• **Your objective**: Please write each record out again word for word.

Saved data entries:
....

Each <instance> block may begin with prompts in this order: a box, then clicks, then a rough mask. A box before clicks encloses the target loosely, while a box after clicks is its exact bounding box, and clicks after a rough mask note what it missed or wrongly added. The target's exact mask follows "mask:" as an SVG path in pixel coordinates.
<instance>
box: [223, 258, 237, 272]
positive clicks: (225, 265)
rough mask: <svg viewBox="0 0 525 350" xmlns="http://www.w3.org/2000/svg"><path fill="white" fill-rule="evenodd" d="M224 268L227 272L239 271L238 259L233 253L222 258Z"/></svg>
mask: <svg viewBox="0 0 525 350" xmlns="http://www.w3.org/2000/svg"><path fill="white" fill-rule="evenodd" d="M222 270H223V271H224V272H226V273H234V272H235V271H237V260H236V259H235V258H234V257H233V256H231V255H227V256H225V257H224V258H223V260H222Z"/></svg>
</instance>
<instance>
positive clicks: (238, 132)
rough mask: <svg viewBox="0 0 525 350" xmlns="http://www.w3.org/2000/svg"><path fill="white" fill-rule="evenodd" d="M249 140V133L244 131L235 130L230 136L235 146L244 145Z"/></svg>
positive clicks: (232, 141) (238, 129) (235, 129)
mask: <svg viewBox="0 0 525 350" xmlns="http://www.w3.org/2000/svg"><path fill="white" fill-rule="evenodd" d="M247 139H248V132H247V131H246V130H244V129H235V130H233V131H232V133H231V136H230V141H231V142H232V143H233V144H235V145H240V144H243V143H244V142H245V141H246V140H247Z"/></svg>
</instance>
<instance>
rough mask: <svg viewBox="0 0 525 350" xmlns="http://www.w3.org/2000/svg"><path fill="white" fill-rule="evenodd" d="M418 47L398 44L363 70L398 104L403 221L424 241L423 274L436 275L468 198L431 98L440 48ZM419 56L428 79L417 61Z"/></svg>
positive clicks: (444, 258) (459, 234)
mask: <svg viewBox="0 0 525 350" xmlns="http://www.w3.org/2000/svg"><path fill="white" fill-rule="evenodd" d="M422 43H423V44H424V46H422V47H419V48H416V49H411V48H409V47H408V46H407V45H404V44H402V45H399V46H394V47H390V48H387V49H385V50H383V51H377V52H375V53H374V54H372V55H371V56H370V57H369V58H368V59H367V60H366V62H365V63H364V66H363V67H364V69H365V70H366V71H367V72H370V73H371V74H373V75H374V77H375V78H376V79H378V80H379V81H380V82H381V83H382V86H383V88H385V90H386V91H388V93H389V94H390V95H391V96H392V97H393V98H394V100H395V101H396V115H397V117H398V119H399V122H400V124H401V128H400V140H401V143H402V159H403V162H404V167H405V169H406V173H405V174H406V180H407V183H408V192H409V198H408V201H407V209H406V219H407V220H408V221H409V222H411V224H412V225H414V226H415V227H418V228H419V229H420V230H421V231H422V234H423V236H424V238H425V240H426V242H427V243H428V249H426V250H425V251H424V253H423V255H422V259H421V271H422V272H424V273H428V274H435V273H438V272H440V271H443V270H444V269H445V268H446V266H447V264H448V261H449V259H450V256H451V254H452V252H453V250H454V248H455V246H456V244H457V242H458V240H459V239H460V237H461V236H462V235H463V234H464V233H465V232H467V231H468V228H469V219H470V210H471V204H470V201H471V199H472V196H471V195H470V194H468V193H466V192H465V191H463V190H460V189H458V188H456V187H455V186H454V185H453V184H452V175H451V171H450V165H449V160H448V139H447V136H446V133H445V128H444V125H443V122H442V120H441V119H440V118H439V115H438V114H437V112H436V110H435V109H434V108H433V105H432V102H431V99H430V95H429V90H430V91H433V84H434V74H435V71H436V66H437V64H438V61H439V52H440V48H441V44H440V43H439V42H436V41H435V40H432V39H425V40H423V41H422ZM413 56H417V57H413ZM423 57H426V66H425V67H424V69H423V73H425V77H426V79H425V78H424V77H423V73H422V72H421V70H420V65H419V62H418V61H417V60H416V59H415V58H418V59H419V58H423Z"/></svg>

....

• **Solution below**:
Each <instance> block may begin with prompts in this order: a box, then clicks, then a rough mask. A box before clicks encloses the target loosely, while a box after clicks is its exact bounding box, and clicks after a rough mask note what it missed or wrongly added. The target's exact mask follows "mask:" as an SVG path in pixel coordinates.
<instance>
box: [223, 258, 237, 272]
positive clicks: (225, 265)
rough mask: <svg viewBox="0 0 525 350" xmlns="http://www.w3.org/2000/svg"><path fill="white" fill-rule="evenodd" d="M224 268L227 272L239 271L238 259L233 253L222 258Z"/></svg>
mask: <svg viewBox="0 0 525 350" xmlns="http://www.w3.org/2000/svg"><path fill="white" fill-rule="evenodd" d="M222 270H223V271H224V272H226V273H234V272H235V271H237V260H236V259H235V258H234V257H233V256H231V255H227V256H225V257H224V258H223V260H222Z"/></svg>
</instance>
<instance>
positive clicks: (238, 132)
rough mask: <svg viewBox="0 0 525 350" xmlns="http://www.w3.org/2000/svg"><path fill="white" fill-rule="evenodd" d="M249 140V133L244 131L235 130L230 136L235 146L244 145Z"/></svg>
positive clicks: (232, 141) (238, 129) (235, 129)
mask: <svg viewBox="0 0 525 350" xmlns="http://www.w3.org/2000/svg"><path fill="white" fill-rule="evenodd" d="M247 139H248V132H247V131H246V130H244V129H235V130H233V131H232V133H231V136H230V141H231V142H232V143H233V144H235V145H240V144H243V143H244V142H245V141H246V140H247Z"/></svg>
</instance>
<instance>
rough mask: <svg viewBox="0 0 525 350" xmlns="http://www.w3.org/2000/svg"><path fill="white" fill-rule="evenodd" d="M418 47L398 44L363 70L398 104L403 221L424 241L423 274L436 275L468 198L431 98L440 48ZM419 56L428 79L417 61Z"/></svg>
positive clicks: (444, 258) (459, 234)
mask: <svg viewBox="0 0 525 350" xmlns="http://www.w3.org/2000/svg"><path fill="white" fill-rule="evenodd" d="M422 43H423V44H424V46H422V47H419V48H416V49H411V48H409V47H408V46H407V45H404V44H402V45H399V46H394V47H390V48H387V49H385V50H383V51H377V52H375V53H374V54H372V55H371V56H370V57H369V58H368V59H367V60H366V62H365V63H364V66H363V67H364V69H365V70H366V71H367V72H370V73H371V74H373V75H374V77H375V78H376V79H378V80H379V81H380V82H381V83H382V86H383V88H385V90H386V91H388V93H389V94H390V95H391V96H392V97H393V98H394V100H395V101H396V115H397V117H398V119H399V122H400V124H401V128H400V140H401V143H402V159H403V162H404V167H405V169H406V173H405V174H406V180H407V183H408V192H409V198H408V201H407V209H406V219H407V220H408V221H409V222H411V224H412V225H414V226H415V227H418V228H419V229H420V230H421V231H422V234H423V236H424V238H425V240H426V242H427V243H428V249H426V250H425V251H424V253H423V255H422V259H421V271H422V272H424V273H428V274H435V273H438V272H440V271H443V270H444V269H445V268H446V266H447V264H448V261H449V259H450V256H451V254H452V252H453V250H454V248H455V246H456V244H457V242H458V240H459V239H460V237H461V236H462V235H463V234H464V233H465V232H467V231H468V228H469V219H470V210H471V204H470V201H471V199H472V196H471V195H470V194H468V193H466V192H465V191H463V190H460V189H458V188H456V187H455V186H454V185H453V184H452V175H451V171H450V165H449V160H448V139H447V136H446V133H445V128H444V125H443V122H442V120H441V119H440V118H439V115H438V114H437V112H436V110H435V109H434V108H433V105H432V102H431V99H430V95H429V90H430V91H433V84H434V74H435V71H436V66H437V64H438V61H439V52H440V48H441V44H440V43H439V42H436V41H435V40H432V39H425V40H423V41H422ZM413 56H417V57H413ZM423 57H426V66H425V67H424V69H423V73H425V77H426V79H425V78H424V77H423V73H422V72H421V70H420V65H419V62H418V61H417V60H416V59H415V58H418V59H419V58H423Z"/></svg>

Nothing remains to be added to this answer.